WORK TO BE COMPLETED. Only the lines containing the string "Your" are needed; copy all of them from the listing.

***** SUPPLIED RECORDS *****

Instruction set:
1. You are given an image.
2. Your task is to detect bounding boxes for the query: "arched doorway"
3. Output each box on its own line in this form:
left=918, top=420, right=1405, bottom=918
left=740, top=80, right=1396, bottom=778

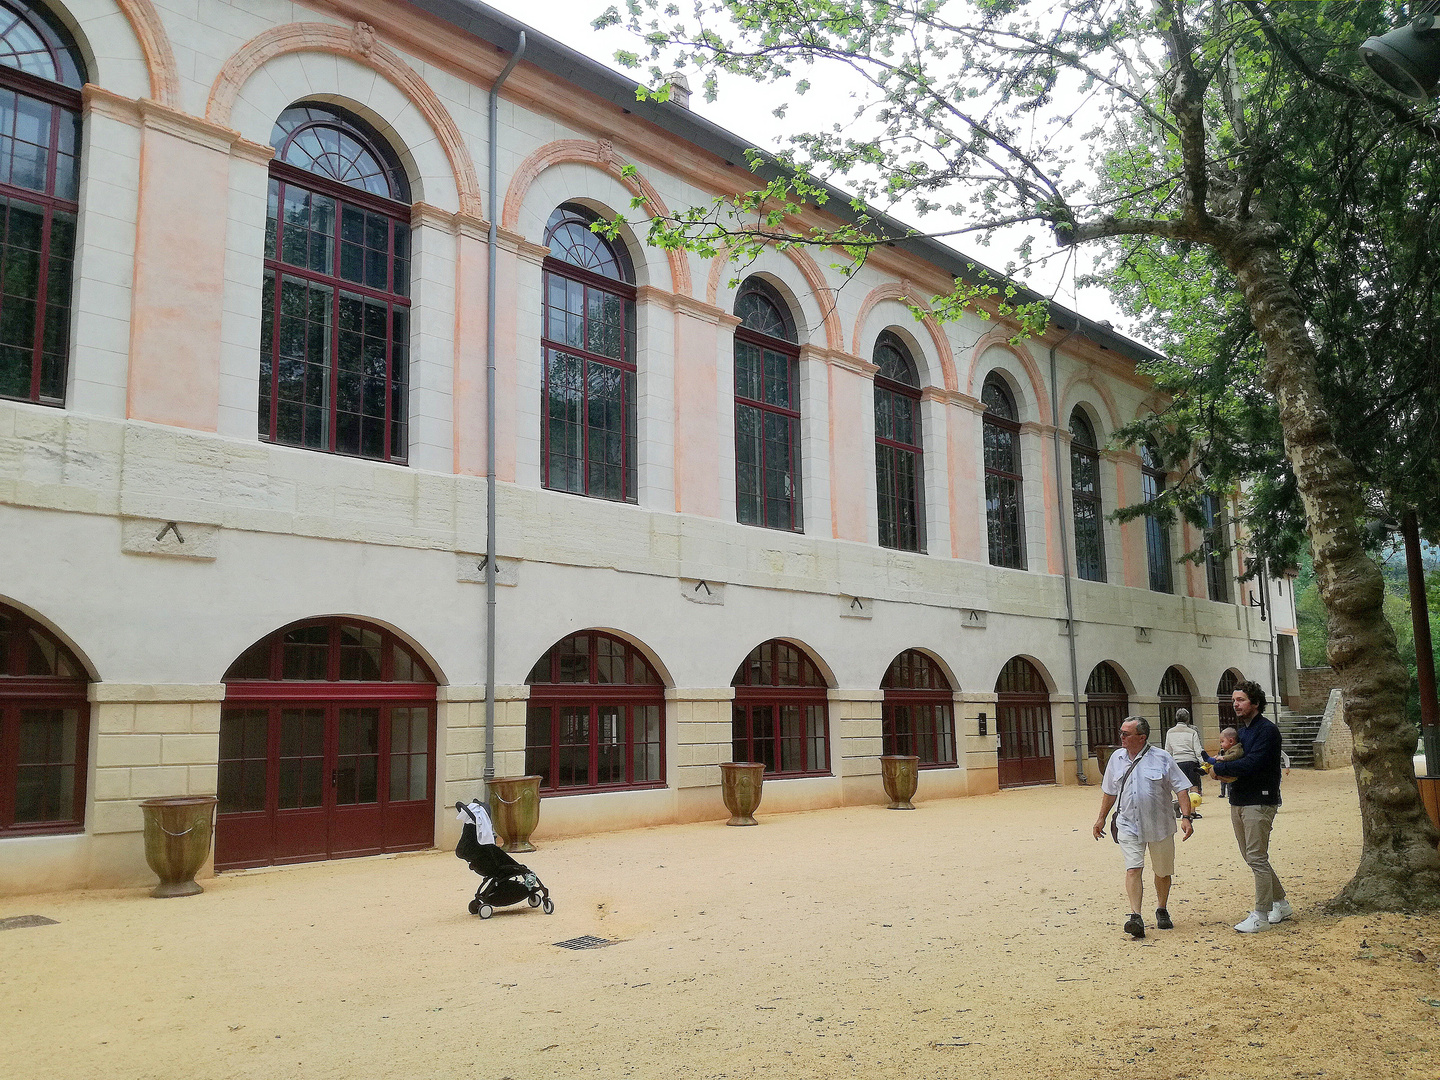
left=880, top=650, right=955, bottom=767
left=0, top=603, right=89, bottom=835
left=732, top=640, right=830, bottom=775
left=217, top=619, right=438, bottom=870
left=1159, top=667, right=1194, bottom=740
left=1085, top=662, right=1129, bottom=749
left=525, top=631, right=665, bottom=792
left=1217, top=669, right=1243, bottom=730
left=995, top=657, right=1054, bottom=787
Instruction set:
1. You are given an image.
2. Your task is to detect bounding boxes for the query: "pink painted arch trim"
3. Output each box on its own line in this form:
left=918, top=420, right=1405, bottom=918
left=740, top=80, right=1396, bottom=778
left=205, top=22, right=482, bottom=217
left=849, top=282, right=957, bottom=391
left=502, top=139, right=692, bottom=296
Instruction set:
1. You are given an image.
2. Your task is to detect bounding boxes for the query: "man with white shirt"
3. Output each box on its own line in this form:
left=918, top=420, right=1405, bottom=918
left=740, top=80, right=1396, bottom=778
left=1092, top=716, right=1195, bottom=938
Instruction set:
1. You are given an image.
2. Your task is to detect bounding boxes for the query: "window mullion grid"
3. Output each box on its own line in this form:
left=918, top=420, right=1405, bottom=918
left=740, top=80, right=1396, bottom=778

*****

WRITTEN SOLUTION.
2. Your task is to detect bounding boxes for the query: "arched doorway"
2. Your task is to detect bounding boxes for the query: "pink painted arch trim"
2. Your task is to detect bounding boxes for the query: "man with white shirt"
2. Your task is to detect bounding boxes for the query: "window mullion grid"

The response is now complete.